* Tujuan
Menurut segmen teks di bawah, apa yang dinilai Ahnaf lebih penting saat ini daripada merevisi UU beserta naskah akademiknya?

* Segmen Teks
━━━━━━━━

Dimas menyebutkan lex superior derogate legi inferiori yang artinya peraturan yang lebih rendah tidak boleh bertentangan dengan peraturan yang lebih tinggi. Sehingga UU Kontrol yang mengacu pada MUBES IV kurang relevan dan harus diganti agar sesuai dengan KDKM MUBES V. 

Para narasumber juga memberikan pandangannya terkait hal lain mengenai SP 1 dan ormawa terkait. Reyhan menambahkan bahwa setelah pemberian Memo 1 kepada BEM ITS, ia menitipkan pesan kepada Mas Nailul agar kepengurusan selanjutnya mengadakan forum kajian dengan KM ITS untuk menelisik terkait aliansi yang akan diikuti oleh BEM ITS kepengurusan saat itu. Pemahaman pasal 29 ayat (2) UU Kontrol terkait 30 hari juga ia paparkan, yakni waktu pembuatan Diskusi Terbuka (Dister) dan Pusat Kajian Strategis (Pukat) dengan KM ITS untuk menelisik terkait kajian atau isu yang ada di BEM SI. Komunikasi ini perlu dilakukan agar tidak berakibat fatal baik untuk BLM ITS maupun BEM ITS.

Haqi menjelaskan bahwa BLM merupakan lembaga modifikasi dari DPM yang notabene tak menghilangkan unsur-unsur yang lama dan menambahkan unsur yang baru. Contohnya yaitu hak dan wewenang BLM ITS pada MUBES IV terdapat beberapa tambahan hingga menjadi yang ada di MUBES V sekarang serta terkait keanggotaan yaitu DPM terdiri dari dewan fakultas dan BLM mendapat tambahan dari anggota senat masing-masing himpunan mahasiswa departemen (HMD). Haqi meyakini bahwa BLM masih bisa mengacu pada UU KM ITS No. 6 Tahun 2014 karena DPM ditafsirkan menjadi BLM atas dasar pasal awal yang mengatur DPM dan di MUBES V dijelaskan BLM merupakan legislatif sehingga dapat ditafsirkan BLM adalah legislatif di tingkat institut dan kontrol dari DPM sebagai legislatif institut dipegang oleh BLM ITS.

Haqi juga mengatakan bahwa setiap tahun selalu ada usaha pembaharuan UU. Bahkan saat ini pun ia memegang draf UU kontrol yang baru. Namun, saat ini belum bisa sah. Sebab saat BLM ingin menunjukkan taringnya sebagai pengatur BEM, BEM yang seakan tidak mau diatur. Padahal UU kontrol sebagai produk hukum untuk memberikan batasan (wewenang) kepada BEM dan BLM ITS. UU Kontrol ini pun tidak memiliki target selesai karena pembahasan UU ialah menggunakan fungsi hasil bukan fungsi waktu serta adanya kesepakatan antara BEM dan BLM ITS untuk mengikuti UU tersebut. Ahnaf menjelaskan bahwa saat ini ada yang lebih penting dari merevisi UU beserta naskah akademiknya yaitu pembuatan GBHK sebagai bentuk controlling kepada BEM ITS. Ahnaf menekankan pentingnya naskah akademik UU sebagai dasar agar tidak terjadi salah penafsiran yang sering terjadi pada UU yang mengacu pada MUBES sebelum MUBES V.

━━━━━━━━

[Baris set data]
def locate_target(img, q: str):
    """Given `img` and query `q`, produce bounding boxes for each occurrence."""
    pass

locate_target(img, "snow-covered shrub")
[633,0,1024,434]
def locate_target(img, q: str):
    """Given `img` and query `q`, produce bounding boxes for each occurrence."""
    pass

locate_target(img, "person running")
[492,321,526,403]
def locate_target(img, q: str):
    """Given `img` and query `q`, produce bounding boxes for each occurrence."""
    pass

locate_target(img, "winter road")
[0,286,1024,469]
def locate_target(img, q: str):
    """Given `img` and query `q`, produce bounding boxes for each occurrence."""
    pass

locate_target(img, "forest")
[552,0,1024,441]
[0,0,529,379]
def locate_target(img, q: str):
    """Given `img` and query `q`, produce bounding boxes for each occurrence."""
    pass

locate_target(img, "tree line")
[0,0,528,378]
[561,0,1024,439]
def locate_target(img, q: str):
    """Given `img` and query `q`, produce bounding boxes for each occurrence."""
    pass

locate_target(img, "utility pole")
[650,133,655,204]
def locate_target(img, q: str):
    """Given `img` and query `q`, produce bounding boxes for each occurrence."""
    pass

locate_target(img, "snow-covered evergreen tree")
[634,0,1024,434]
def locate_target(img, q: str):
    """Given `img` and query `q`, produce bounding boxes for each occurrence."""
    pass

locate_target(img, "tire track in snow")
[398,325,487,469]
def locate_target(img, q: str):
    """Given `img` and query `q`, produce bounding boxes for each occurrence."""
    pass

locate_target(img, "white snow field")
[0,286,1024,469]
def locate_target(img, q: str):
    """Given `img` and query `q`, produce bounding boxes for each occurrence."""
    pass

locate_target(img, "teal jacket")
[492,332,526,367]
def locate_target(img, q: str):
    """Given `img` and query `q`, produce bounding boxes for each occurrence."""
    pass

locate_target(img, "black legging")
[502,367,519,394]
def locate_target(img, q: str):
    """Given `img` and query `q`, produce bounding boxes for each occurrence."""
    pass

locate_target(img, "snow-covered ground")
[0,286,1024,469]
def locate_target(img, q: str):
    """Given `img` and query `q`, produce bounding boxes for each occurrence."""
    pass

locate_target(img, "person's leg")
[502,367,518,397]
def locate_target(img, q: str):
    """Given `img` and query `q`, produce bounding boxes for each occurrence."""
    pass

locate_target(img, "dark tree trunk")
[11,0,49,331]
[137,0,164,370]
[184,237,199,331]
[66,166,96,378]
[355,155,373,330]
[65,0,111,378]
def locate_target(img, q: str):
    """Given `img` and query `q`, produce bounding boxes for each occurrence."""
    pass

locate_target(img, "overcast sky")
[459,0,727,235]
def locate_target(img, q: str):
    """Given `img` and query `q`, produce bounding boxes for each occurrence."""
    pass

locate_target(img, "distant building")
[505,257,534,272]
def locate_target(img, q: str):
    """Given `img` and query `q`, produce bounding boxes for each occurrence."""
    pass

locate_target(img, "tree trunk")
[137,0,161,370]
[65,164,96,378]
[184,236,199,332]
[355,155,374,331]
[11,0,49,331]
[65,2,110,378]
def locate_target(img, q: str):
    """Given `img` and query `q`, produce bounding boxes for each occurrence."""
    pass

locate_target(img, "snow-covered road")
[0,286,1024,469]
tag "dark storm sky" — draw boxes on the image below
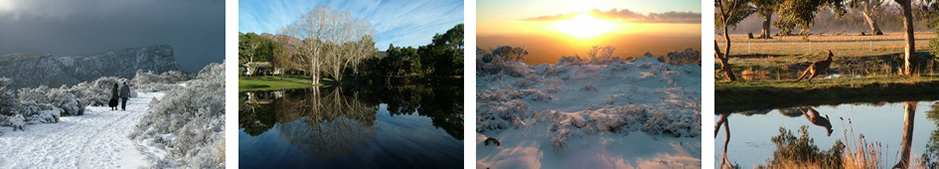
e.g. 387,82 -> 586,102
0,0 -> 225,72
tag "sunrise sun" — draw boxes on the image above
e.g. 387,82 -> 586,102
554,13 -> 616,39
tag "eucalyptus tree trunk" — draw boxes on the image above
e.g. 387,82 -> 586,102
760,13 -> 773,39
896,0 -> 916,75
861,11 -> 884,35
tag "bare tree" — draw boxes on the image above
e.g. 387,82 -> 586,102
848,0 -> 886,35
279,6 -> 374,86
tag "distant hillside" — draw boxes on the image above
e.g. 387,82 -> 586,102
0,45 -> 179,88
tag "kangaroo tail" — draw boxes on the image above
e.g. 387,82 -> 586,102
796,66 -> 812,82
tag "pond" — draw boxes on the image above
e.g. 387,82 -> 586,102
238,86 -> 463,168
714,101 -> 939,168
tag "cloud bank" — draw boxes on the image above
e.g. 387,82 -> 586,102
522,8 -> 701,23
0,0 -> 225,72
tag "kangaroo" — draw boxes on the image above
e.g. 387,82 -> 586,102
796,50 -> 835,84
799,107 -> 832,136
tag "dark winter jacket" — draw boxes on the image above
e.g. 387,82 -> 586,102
111,85 -> 121,99
121,85 -> 130,99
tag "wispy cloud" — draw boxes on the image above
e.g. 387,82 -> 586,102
522,8 -> 701,23
238,0 -> 463,49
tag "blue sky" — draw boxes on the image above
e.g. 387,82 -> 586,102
238,0 -> 463,50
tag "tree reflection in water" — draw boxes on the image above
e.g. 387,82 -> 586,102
917,101 -> 939,168
714,101 -> 939,168
239,86 -> 463,160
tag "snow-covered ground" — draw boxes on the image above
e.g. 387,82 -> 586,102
0,92 -> 163,168
476,52 -> 701,168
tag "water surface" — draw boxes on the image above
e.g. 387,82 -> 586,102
238,87 -> 463,168
714,101 -> 939,168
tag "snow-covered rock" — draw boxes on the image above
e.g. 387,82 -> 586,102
476,47 -> 701,168
0,45 -> 179,88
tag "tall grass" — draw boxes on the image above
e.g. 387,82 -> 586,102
757,123 -> 887,169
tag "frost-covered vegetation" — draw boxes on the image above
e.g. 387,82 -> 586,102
0,68 -> 189,135
476,46 -> 701,152
129,63 -> 225,168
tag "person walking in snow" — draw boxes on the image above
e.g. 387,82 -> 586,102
108,83 -> 121,110
121,82 -> 130,111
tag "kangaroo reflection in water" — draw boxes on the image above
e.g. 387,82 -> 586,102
893,102 -> 922,168
799,107 -> 833,137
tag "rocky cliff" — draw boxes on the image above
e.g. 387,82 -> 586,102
0,45 -> 179,88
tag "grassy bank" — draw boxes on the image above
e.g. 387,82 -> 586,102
714,75 -> 939,113
238,76 -> 311,91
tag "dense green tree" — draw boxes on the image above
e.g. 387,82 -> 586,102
238,33 -> 277,63
773,0 -> 846,35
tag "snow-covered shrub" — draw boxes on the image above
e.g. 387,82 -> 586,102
580,82 -> 599,92
47,86 -> 87,116
0,77 -> 16,116
558,46 -> 625,66
128,63 -> 225,168
658,48 -> 701,65
9,114 -> 26,131
476,46 -> 529,77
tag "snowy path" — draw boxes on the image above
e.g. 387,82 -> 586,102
0,93 -> 163,168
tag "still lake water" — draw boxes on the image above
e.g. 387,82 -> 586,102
238,88 -> 463,168
714,101 -> 939,168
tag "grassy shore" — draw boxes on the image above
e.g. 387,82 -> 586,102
714,75 -> 939,113
238,76 -> 311,91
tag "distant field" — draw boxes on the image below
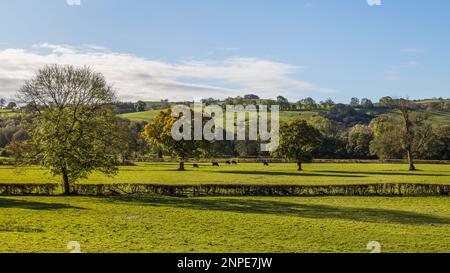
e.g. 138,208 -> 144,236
0,163 -> 450,185
119,110 -> 161,122
0,109 -> 17,118
119,108 -> 450,124
0,194 -> 450,253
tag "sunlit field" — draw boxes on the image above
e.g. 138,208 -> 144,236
0,163 -> 450,185
0,194 -> 450,253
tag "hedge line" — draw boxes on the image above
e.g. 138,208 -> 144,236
0,183 -> 450,197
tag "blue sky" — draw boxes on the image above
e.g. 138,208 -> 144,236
0,0 -> 450,102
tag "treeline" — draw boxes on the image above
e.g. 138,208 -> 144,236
0,97 -> 450,164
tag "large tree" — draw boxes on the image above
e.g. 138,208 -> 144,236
274,119 -> 322,171
347,124 -> 373,159
12,65 -> 123,195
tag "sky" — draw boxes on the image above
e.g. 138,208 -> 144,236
0,0 -> 450,102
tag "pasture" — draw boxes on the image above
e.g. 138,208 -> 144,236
0,194 -> 450,253
0,163 -> 450,185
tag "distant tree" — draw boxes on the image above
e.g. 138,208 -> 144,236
6,101 -> 17,109
320,98 -> 335,109
369,115 -> 404,159
11,65 -> 124,195
380,96 -> 393,107
277,96 -> 290,110
391,99 -> 431,171
274,119 -> 322,171
370,99 -> 433,168
134,100 -> 147,112
361,98 -> 373,109
421,124 -> 450,160
202,98 -> 219,105
143,109 -> 208,171
350,98 -> 359,107
347,124 -> 373,159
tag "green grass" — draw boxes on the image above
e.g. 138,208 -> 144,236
0,197 -> 450,253
0,109 -> 18,118
0,163 -> 450,185
119,108 -> 450,124
119,110 -> 161,122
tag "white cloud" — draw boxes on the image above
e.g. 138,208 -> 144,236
66,0 -> 81,6
367,0 -> 381,6
0,44 -> 334,100
400,47 -> 422,54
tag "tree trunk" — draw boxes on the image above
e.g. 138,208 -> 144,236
407,148 -> 416,171
62,169 -> 71,195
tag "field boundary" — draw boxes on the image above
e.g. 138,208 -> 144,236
0,183 -> 450,197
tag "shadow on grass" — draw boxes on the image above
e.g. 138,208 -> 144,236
108,196 -> 450,225
312,170 -> 450,177
209,171 -> 367,178
0,198 -> 84,210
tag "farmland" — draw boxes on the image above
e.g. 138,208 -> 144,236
0,163 -> 450,185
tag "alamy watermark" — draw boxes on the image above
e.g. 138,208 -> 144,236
172,103 -> 280,152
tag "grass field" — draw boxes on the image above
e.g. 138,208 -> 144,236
0,197 -> 450,253
0,163 -> 450,185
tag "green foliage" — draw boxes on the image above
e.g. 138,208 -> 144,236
134,100 -> 147,112
142,109 -> 209,171
0,162 -> 450,185
347,125 -> 373,159
0,196 -> 450,253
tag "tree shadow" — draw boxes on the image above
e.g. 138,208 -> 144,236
108,196 -> 450,225
0,198 -> 84,210
214,170 -> 367,178
312,170 -> 450,177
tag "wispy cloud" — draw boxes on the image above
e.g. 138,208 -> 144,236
0,44 -> 335,100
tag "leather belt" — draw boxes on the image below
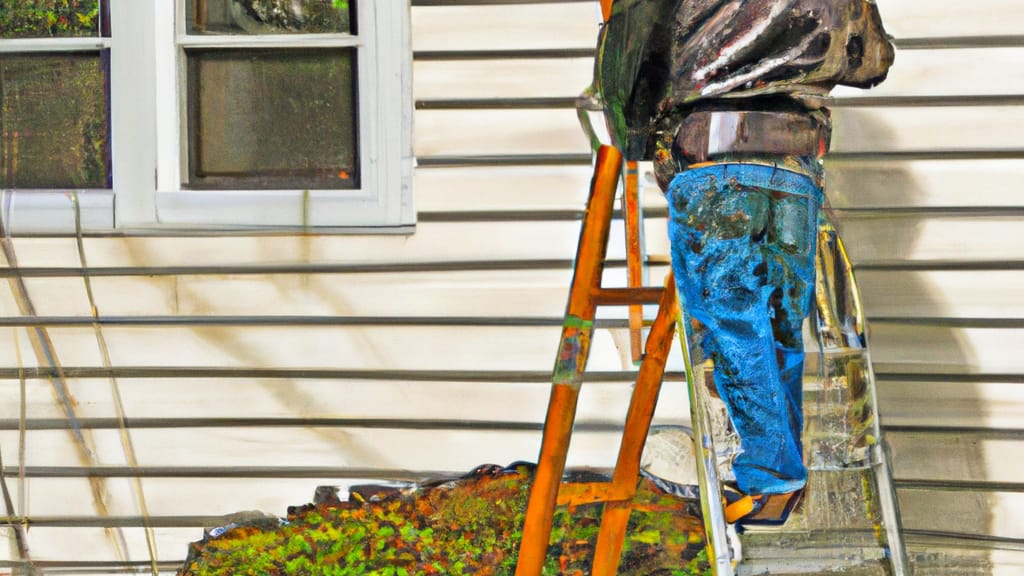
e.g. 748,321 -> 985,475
672,111 -> 831,166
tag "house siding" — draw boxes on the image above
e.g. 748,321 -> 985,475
0,0 -> 1024,574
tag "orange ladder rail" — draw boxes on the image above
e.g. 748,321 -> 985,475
516,147 -> 679,576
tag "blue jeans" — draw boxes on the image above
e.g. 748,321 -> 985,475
668,163 -> 822,494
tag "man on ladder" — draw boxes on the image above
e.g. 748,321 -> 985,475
517,0 -> 894,576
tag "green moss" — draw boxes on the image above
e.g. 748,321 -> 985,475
180,466 -> 710,576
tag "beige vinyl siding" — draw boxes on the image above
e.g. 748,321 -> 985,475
0,0 -> 1024,575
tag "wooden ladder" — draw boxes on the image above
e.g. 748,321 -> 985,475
516,147 -> 679,576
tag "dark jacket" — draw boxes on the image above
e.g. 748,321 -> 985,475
595,0 -> 894,160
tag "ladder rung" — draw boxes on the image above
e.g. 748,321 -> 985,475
558,482 -> 634,506
591,288 -> 665,306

━━━━━━━━

* Jawaban Latihan
Pembuatan GBHK sebagai bentuk controlling kepada BEM ITS.